**WHAT TO DO**
Among the entries that follow, find every line with the word "each" and copy it.

─── SOURCE MATERIAL

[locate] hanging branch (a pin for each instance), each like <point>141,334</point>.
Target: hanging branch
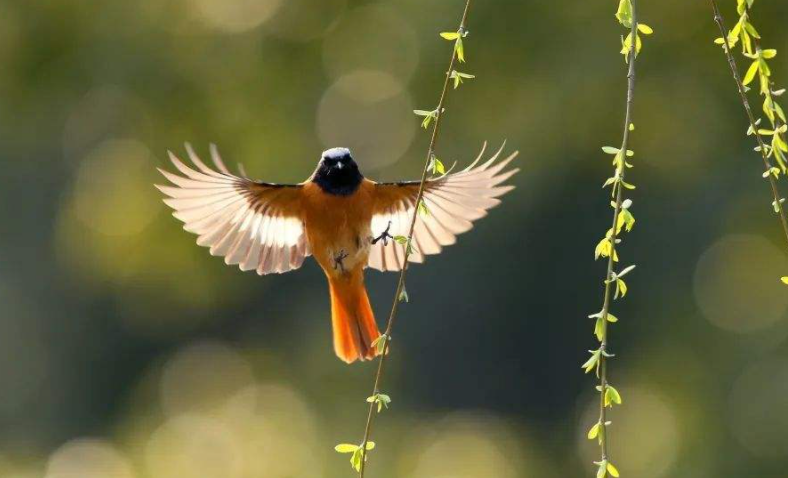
<point>622,220</point>
<point>750,39</point>
<point>379,400</point>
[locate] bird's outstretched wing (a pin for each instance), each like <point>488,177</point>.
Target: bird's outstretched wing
<point>253,224</point>
<point>452,202</point>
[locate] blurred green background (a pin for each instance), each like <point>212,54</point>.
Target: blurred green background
<point>129,352</point>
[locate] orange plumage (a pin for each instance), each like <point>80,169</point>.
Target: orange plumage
<point>341,218</point>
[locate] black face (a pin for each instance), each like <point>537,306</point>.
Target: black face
<point>337,173</point>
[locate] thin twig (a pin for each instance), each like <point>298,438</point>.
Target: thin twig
<point>401,282</point>
<point>745,102</point>
<point>614,234</point>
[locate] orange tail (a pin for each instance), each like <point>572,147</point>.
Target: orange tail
<point>352,319</point>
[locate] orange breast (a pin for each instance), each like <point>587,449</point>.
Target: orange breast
<point>338,226</point>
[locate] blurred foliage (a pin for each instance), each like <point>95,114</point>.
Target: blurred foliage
<point>130,352</point>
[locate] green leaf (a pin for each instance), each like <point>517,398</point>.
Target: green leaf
<point>380,343</point>
<point>458,77</point>
<point>355,460</point>
<point>594,431</point>
<point>599,329</point>
<point>346,448</point>
<point>612,396</point>
<point>381,399</point>
<point>624,13</point>
<point>621,289</point>
<point>460,49</point>
<point>602,470</point>
<point>436,166</point>
<point>423,210</point>
<point>750,75</point>
<point>593,361</point>
<point>645,29</point>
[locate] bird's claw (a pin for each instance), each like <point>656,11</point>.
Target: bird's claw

──────

**ANSWER AREA**
[locate] hanging branch (a pin for each instance), each like <point>141,334</point>.
[locate] bird's outstretched wing (a pin for each instance), each like <point>488,177</point>.
[locate] blurred green background (a pin for each instance), each like <point>212,54</point>.
[locate] orange plumage (a pin for each instance), each like <point>80,169</point>.
[locate] black face (a pin for each instance), each like <point>537,306</point>.
[locate] thin twig (a pin for each instance), each like <point>298,438</point>.
[locate] orange tail (a pin for each instance), each like <point>572,147</point>.
[locate] orange breast (a pin for each instance), each like <point>587,449</point>.
[locate] blurred foliage (a pin for each instance), each like <point>95,114</point>.
[locate] green leaf (a pin for each instance), each like <point>517,398</point>.
[locate] bird's claw (a pin for each instance), each like <point>656,11</point>.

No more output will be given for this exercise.